Selected passage Block Start
Of course the scientist in me still appreciates all the physical benefits of nursing for both Kyler and myself. I feel good knowing that he will be at a decreased risk for the development of many childhood diseases, as well as ear infections and food allergies. I also feel good knowing I am enhancing my postpartum recovery and decreasing my own risk for certain types of cancers. However, I didn't understand the other feelings that would develop in me as I learned to nurse my son. The physical and nutritional aspects of breastfeeding have almost become secondary to me, as I have now experienced the tenderness of this special bond that I alone have with Kyler. I melt as he lovingly glances up at me while he drinks my milk. I am amazed at how my body can not only nourish him, but also soothe and nurture him when he is upset. I don't think anyone can understand this is a part of nursing until she has actually nurtured a child at her breast. I know this concept is lost on those people who continue to pressure me to give Kyler a pacifier. I cannot find the words to explain to them that a plastic nipple cannot replace the beauty and tenderness of these special moments I share with my son. Even my husband, David, can see and appreciate how important breastfeeding is for Kyler's emotional wellbeing. He has watched our baby fuss and cry and then instantly settle down to a peaceful state when I put him to my breast.

My earlier notions of weaning Kyler at one year of age have also changed. I have realized that he will let me know when he is ready to wean. I have learned that there is no reason to stop breastfeeding my son on someone else's rigid schedule, a schedule that may not suit Kyler. If I continue to meet his emotional needs through nursing until he is ready to stop, he will grow up feeling safe and secure in my love, which I hope means he will be a well-adjusted human being later in his life.
Selected passage Block End
Data excerpts Block Start
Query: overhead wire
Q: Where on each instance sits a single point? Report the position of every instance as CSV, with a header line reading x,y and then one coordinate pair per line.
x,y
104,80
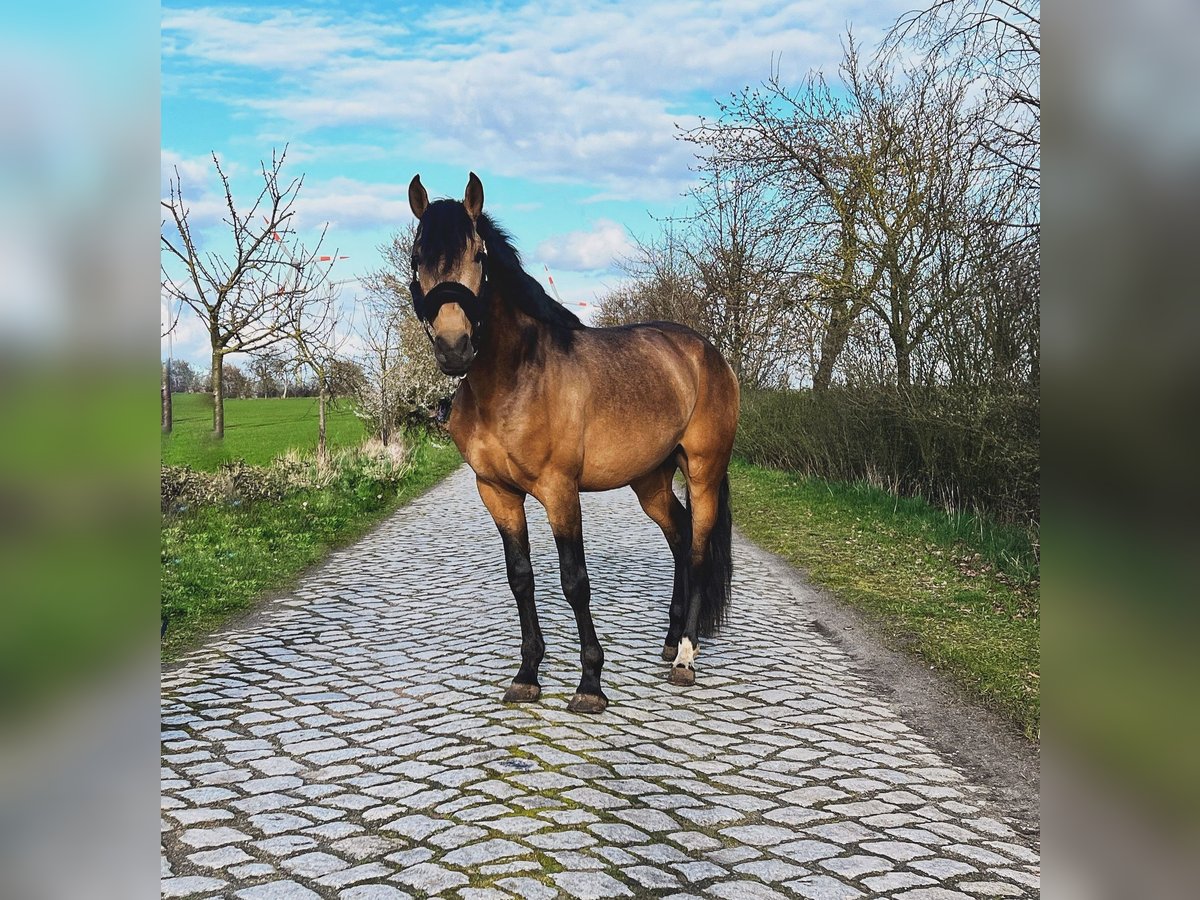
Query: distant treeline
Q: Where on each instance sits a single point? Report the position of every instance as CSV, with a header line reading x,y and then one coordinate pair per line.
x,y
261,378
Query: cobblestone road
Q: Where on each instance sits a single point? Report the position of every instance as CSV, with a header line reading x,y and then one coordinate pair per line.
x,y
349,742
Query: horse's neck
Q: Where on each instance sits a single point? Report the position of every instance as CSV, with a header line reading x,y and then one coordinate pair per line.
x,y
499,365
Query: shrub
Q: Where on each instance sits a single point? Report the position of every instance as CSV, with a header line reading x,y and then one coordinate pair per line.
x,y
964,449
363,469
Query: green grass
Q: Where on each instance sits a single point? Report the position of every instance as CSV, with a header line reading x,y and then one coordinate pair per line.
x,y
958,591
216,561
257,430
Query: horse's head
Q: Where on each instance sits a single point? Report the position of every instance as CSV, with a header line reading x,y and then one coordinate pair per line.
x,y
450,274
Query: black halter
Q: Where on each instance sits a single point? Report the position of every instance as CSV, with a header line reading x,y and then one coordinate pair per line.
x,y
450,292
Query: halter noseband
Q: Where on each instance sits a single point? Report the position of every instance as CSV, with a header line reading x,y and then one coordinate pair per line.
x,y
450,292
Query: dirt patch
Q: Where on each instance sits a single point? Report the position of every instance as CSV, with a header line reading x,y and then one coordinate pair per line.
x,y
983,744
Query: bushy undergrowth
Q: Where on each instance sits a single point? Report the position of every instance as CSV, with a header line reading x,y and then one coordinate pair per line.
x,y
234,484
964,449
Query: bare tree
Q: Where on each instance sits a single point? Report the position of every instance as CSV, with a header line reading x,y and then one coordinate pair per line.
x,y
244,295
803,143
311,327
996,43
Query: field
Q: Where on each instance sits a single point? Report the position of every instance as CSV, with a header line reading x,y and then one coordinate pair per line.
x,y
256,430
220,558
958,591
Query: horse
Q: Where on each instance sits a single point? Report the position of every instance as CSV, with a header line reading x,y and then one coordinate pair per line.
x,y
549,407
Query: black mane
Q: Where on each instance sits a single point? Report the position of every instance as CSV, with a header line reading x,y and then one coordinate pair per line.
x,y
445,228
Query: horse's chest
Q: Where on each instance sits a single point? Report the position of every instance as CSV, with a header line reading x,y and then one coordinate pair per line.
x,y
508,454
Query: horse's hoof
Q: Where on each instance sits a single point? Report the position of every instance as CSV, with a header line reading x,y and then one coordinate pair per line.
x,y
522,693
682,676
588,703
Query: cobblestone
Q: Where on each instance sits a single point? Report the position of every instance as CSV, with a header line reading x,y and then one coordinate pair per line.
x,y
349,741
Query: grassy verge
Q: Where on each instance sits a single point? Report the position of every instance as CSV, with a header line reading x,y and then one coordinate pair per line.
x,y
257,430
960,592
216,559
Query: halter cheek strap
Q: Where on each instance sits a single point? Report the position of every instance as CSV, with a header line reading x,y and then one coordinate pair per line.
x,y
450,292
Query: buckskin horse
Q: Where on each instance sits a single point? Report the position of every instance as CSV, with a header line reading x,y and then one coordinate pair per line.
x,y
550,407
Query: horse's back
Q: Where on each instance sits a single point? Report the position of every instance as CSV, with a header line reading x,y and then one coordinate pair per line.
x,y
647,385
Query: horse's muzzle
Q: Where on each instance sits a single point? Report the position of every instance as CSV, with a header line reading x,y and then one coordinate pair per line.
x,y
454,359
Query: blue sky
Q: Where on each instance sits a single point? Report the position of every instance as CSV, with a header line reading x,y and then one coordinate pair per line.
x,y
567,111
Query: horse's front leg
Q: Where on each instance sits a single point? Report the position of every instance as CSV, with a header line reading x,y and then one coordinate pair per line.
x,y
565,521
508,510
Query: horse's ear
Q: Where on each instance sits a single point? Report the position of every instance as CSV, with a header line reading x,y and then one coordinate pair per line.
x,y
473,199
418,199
Data excerpts Block End
About this task >>
Rewrite the paragraph of the breastfeeding passage that begins "My earlier notions of weaning Kyler" as a shorter paragraph that keeps its main facts.

Solution for this task >>
I no longer plan to wean Kyler at one year. I have realized that he will show me when he is ready, and I see no reason to follow someone else's rigid schedule that may not suit him. If I keep meeting his emotional needs through nursing until he is ready to stop, he will grow up feeling safe and secure in my love. I hope this will help him become a well-adjusted person later in life.